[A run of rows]

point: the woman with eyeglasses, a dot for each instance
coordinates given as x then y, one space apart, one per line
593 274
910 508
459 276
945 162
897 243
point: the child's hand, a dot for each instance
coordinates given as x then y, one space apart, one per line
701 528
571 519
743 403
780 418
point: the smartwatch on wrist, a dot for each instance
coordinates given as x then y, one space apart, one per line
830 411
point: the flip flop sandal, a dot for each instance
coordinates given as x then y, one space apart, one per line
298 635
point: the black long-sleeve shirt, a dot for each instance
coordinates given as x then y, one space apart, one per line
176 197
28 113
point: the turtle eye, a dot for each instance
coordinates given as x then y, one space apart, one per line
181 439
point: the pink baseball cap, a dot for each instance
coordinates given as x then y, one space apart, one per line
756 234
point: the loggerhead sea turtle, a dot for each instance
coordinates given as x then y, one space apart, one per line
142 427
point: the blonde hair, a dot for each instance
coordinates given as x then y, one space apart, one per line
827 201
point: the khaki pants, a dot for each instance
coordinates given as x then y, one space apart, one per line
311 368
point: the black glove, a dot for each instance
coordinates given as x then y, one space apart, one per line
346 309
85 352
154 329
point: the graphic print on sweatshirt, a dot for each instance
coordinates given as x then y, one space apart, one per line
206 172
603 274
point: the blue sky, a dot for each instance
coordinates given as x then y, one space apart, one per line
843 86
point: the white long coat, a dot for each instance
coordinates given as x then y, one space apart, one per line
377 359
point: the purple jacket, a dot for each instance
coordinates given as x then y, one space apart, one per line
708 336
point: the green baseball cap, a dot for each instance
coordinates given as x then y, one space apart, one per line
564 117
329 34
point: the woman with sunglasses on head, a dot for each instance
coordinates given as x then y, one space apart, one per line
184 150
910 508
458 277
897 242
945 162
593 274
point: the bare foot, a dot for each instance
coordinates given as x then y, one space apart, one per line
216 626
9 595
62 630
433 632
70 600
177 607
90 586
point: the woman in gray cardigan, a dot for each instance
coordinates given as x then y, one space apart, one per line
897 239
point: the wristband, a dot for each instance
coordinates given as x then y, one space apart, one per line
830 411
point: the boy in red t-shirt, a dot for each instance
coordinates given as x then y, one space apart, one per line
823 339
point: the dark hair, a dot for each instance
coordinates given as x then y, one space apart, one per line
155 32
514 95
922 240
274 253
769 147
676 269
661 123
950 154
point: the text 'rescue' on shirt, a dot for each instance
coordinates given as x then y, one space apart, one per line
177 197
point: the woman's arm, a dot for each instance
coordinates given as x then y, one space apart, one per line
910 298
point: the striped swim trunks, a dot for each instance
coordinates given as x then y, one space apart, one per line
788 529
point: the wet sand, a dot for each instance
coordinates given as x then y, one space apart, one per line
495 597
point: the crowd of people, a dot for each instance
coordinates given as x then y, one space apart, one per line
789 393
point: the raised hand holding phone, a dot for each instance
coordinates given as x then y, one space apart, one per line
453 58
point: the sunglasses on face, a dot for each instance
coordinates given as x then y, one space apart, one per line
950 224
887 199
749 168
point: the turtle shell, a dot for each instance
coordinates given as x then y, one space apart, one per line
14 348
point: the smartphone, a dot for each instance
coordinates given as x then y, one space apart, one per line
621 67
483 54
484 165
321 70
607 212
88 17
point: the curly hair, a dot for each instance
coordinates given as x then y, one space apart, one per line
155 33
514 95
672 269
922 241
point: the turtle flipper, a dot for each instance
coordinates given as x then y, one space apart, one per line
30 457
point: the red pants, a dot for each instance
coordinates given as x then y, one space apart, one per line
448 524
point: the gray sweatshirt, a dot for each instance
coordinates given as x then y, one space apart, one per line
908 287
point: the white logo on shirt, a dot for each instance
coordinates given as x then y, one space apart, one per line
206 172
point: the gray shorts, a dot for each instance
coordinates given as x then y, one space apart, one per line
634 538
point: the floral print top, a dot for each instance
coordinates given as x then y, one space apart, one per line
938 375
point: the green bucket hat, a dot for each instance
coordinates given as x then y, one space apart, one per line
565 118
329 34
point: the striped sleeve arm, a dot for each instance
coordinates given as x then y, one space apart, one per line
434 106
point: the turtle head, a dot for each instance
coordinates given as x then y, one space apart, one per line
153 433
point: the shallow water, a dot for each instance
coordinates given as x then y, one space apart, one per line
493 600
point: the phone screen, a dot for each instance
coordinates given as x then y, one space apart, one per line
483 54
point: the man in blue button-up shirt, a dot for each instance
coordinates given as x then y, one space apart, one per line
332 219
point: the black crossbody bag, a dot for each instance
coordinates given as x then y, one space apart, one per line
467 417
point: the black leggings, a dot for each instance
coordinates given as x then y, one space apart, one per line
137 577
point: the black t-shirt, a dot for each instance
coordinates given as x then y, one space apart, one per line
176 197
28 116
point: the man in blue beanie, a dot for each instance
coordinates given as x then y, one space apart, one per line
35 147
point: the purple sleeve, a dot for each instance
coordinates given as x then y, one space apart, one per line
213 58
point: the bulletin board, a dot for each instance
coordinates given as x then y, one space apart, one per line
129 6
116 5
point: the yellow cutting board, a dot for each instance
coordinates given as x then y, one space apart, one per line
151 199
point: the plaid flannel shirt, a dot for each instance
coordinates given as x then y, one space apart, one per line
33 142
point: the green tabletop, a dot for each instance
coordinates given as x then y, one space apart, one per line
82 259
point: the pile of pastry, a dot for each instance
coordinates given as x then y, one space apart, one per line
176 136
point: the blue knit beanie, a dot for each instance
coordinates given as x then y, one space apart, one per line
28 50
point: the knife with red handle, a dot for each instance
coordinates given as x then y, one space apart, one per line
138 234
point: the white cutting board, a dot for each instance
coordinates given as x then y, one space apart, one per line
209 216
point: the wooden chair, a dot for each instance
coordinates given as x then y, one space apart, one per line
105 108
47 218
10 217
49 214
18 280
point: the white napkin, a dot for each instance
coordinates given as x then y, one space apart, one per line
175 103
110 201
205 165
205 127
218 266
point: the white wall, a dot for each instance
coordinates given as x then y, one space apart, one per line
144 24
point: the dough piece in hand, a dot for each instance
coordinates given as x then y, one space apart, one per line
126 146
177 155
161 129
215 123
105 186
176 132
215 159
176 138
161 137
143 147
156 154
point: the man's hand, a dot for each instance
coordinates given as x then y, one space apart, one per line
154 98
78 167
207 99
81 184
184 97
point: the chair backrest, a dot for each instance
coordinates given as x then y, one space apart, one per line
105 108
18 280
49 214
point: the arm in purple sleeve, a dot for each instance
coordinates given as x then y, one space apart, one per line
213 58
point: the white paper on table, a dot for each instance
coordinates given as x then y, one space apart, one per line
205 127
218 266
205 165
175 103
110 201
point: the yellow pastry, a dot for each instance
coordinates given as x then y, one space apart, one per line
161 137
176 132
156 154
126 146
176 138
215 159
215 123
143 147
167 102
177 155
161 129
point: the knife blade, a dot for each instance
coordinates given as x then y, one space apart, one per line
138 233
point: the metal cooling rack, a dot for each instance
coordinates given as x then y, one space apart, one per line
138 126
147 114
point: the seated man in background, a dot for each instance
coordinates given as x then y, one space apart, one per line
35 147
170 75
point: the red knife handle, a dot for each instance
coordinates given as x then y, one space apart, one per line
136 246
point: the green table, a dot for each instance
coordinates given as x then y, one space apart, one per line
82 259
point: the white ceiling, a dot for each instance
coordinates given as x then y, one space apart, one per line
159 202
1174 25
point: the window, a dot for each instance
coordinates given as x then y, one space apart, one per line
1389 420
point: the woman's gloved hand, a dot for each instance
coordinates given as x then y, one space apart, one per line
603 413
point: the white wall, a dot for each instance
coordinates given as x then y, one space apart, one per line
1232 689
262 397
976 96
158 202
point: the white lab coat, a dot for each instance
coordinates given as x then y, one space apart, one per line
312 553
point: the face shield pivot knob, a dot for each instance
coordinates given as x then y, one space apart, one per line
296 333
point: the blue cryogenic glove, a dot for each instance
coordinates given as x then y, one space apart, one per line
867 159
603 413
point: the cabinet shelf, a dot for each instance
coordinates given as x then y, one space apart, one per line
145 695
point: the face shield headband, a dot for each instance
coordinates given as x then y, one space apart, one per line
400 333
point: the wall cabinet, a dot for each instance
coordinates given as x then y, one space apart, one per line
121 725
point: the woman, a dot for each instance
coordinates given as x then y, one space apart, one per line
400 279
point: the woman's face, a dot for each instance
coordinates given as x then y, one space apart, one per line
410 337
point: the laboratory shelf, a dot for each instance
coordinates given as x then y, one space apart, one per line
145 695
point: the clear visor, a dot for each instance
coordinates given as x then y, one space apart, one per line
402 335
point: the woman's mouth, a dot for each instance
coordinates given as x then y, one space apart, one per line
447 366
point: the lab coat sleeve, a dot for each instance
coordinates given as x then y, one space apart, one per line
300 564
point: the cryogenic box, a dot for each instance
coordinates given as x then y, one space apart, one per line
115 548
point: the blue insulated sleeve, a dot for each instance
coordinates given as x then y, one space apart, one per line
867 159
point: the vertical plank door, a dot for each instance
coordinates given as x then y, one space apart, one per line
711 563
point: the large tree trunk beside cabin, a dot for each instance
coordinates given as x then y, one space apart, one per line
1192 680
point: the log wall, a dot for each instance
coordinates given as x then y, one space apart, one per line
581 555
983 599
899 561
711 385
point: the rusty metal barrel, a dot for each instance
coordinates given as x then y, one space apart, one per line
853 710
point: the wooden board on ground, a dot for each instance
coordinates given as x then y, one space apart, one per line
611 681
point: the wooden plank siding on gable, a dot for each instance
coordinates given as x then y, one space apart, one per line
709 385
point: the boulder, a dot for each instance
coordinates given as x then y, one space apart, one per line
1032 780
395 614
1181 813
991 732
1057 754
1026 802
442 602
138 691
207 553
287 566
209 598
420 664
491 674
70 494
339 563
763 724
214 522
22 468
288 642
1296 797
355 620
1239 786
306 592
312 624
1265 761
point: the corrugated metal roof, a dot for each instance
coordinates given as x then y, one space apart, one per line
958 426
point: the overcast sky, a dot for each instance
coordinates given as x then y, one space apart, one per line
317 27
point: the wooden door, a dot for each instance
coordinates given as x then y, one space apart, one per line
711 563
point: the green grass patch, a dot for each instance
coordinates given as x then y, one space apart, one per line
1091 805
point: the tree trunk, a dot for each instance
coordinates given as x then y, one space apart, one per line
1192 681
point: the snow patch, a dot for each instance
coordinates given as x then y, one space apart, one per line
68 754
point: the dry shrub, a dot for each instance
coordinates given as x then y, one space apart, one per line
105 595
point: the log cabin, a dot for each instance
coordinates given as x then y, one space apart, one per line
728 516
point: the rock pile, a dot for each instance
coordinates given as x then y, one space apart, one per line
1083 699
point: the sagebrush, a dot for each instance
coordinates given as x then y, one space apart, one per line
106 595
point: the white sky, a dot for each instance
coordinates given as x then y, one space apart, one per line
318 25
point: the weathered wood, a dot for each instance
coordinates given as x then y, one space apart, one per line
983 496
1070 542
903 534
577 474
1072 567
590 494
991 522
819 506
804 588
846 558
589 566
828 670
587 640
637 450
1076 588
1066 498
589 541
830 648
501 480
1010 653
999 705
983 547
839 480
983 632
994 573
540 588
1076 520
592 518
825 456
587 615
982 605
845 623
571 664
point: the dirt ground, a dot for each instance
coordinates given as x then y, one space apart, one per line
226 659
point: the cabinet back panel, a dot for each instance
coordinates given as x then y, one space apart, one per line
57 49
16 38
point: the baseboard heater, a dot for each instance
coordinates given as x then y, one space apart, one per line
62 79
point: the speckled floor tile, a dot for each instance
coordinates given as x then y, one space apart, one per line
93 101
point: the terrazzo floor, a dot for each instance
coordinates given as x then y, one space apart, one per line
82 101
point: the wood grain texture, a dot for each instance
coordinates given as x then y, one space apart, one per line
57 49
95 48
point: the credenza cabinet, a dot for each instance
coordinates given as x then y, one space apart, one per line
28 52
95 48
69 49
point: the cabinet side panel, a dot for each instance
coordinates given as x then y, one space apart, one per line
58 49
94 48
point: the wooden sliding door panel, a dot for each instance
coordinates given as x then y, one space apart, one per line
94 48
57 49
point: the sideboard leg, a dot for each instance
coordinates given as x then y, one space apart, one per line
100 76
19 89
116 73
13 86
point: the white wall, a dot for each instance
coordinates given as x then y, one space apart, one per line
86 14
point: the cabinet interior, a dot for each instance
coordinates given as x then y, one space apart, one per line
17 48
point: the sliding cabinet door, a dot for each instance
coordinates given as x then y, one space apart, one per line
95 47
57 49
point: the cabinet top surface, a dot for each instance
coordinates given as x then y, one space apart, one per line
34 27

> Work to complete
Print the rows above again without any change, starting at the line containing "point: the sideboard" and ending with the last row.

> Response to this task
point: the sideboard leg, a dot for each instance
coordinates given as x then y, one space apart, one per line
100 76
19 89
116 73
13 86
point: the white wall, a dot for each instance
coordinates given as x then y, one space apart, one per line
86 14
point: the cabinet interior, a dot for each instance
coordinates given as x then y, one space apart, one per line
17 48
point: the sliding cabinet door, a dot for each instance
coordinates given as x then y, one space apart, one per line
95 47
57 49
point: the cabinet top surface, a dot for each instance
coordinates given as x then y, one space apart, one per line
34 27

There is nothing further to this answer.